— DIRECTIONS FOR THIS TASK —
Show every line of the records below that contains the string "denim", treating uppercase and lowercase as different.

— Source records —
• • • •
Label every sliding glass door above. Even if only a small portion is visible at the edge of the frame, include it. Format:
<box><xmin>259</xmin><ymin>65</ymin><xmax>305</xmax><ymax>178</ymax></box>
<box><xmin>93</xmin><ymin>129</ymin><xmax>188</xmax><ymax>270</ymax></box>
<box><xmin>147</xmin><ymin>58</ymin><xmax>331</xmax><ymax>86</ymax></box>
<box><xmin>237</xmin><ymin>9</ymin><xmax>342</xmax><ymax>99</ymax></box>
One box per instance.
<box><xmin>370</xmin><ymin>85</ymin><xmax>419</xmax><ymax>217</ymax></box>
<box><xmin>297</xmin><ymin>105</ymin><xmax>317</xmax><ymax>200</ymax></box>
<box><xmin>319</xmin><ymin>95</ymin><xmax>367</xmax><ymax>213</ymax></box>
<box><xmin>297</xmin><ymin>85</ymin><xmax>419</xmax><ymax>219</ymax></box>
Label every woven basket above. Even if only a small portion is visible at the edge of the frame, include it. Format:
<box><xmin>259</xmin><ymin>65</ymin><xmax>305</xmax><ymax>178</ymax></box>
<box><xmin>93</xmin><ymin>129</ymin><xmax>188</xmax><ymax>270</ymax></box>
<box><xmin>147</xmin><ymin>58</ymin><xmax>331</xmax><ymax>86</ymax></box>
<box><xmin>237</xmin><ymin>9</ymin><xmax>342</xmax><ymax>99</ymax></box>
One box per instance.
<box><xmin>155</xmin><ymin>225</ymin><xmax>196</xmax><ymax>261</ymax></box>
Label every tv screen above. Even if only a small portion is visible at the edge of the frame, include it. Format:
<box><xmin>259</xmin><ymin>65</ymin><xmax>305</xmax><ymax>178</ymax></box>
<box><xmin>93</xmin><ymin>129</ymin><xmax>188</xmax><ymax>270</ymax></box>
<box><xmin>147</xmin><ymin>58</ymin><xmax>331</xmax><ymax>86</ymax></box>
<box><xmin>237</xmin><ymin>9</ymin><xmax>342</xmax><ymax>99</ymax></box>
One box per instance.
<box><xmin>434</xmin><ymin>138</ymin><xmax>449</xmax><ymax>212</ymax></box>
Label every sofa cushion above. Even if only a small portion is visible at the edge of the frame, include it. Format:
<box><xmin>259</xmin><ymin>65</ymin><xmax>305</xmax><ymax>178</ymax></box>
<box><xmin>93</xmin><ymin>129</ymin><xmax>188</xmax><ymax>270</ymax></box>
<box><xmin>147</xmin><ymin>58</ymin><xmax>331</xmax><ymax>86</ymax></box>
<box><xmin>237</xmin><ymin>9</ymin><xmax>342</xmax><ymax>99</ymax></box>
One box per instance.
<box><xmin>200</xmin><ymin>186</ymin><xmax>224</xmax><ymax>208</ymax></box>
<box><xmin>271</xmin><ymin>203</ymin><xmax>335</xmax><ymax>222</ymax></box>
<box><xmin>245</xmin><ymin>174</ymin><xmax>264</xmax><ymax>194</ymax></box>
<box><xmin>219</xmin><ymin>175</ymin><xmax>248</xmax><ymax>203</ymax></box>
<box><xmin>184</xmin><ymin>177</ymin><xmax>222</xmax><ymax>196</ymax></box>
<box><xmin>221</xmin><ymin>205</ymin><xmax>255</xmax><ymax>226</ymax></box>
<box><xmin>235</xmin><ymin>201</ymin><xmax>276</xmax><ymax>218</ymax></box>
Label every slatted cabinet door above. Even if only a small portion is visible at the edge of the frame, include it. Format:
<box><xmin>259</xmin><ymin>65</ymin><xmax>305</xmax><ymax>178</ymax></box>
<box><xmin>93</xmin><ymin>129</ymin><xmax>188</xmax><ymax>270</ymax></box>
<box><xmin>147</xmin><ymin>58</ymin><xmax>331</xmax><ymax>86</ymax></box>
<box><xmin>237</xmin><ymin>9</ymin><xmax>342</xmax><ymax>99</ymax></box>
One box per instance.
• • • •
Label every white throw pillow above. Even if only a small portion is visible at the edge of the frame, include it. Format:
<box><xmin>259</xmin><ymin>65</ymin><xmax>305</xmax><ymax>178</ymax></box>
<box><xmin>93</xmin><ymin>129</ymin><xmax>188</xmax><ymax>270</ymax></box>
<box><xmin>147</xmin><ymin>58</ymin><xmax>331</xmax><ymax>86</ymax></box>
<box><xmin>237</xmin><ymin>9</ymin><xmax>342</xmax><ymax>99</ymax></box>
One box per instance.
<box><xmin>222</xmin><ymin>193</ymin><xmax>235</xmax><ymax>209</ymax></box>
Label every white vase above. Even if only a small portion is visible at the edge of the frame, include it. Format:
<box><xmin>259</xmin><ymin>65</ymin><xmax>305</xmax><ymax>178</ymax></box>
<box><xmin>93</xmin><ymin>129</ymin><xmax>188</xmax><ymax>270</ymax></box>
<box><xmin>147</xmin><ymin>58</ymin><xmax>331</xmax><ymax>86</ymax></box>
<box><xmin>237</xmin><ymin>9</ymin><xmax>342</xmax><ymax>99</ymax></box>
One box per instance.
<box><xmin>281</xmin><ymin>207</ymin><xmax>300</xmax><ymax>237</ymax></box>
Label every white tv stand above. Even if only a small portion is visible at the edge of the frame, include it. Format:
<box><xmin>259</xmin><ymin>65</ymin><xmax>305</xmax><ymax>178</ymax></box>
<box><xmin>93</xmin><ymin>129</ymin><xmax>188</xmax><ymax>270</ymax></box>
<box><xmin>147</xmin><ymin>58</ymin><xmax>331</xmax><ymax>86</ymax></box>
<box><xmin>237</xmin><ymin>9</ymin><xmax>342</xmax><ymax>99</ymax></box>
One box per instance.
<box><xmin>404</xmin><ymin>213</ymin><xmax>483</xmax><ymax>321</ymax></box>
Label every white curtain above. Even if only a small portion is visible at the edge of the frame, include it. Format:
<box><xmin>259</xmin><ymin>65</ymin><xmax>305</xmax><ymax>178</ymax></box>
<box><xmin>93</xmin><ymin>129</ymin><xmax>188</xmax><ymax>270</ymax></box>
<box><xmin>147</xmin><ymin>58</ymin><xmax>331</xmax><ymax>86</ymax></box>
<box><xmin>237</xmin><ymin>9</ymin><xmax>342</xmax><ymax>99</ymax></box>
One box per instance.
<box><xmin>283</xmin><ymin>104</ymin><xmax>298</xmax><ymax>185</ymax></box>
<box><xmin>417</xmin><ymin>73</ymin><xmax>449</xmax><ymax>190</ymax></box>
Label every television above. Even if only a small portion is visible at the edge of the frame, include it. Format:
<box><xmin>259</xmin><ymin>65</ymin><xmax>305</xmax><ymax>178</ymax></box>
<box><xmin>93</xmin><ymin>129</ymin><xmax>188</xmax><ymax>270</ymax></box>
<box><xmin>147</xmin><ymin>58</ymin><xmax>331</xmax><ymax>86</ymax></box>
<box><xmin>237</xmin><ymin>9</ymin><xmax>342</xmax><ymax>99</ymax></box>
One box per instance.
• • • •
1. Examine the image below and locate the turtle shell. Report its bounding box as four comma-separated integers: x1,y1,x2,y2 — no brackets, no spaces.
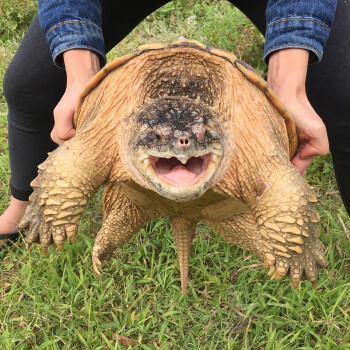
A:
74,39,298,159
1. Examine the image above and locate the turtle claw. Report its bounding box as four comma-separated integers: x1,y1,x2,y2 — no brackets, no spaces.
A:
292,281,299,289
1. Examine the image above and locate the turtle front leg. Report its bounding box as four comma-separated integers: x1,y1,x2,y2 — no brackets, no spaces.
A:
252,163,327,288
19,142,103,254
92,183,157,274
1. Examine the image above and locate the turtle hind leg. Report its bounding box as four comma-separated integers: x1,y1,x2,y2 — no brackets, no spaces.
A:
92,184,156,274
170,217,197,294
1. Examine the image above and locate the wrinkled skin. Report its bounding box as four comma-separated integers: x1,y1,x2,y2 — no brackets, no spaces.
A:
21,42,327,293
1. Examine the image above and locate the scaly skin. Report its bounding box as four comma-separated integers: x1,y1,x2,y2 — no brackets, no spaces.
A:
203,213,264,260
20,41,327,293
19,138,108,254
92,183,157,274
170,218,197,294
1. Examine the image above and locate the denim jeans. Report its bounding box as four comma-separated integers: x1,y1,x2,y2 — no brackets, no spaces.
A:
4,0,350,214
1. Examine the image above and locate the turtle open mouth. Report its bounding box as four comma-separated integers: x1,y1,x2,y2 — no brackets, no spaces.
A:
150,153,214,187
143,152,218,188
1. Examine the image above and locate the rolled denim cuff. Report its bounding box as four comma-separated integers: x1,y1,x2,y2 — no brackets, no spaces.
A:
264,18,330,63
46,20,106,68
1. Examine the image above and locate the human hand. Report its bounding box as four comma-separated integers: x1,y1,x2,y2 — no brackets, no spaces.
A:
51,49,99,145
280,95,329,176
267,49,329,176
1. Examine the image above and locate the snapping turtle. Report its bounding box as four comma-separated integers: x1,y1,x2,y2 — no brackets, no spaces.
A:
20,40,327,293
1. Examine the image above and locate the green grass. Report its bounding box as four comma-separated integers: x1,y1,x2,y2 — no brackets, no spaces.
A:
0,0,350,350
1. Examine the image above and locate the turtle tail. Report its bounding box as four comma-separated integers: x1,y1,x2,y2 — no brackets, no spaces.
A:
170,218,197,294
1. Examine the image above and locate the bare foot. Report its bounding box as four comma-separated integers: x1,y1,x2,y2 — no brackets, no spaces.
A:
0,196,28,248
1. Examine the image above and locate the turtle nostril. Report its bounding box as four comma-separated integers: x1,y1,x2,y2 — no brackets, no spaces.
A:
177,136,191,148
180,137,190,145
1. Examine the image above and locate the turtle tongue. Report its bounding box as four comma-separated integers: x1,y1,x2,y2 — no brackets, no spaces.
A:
• • • •
— EXERCISE SOLUTION —
1. Examine the image above and locate the denim jeans. Report its bounding box as four comma-separated integers: x1,y1,x2,y2 — no brackets, no spaces.
1. Examine the image above and locate the rolled denim cuff. Report its bounding box as four comma-separated integers: x1,y1,x2,y2 — no brackets, no spaces.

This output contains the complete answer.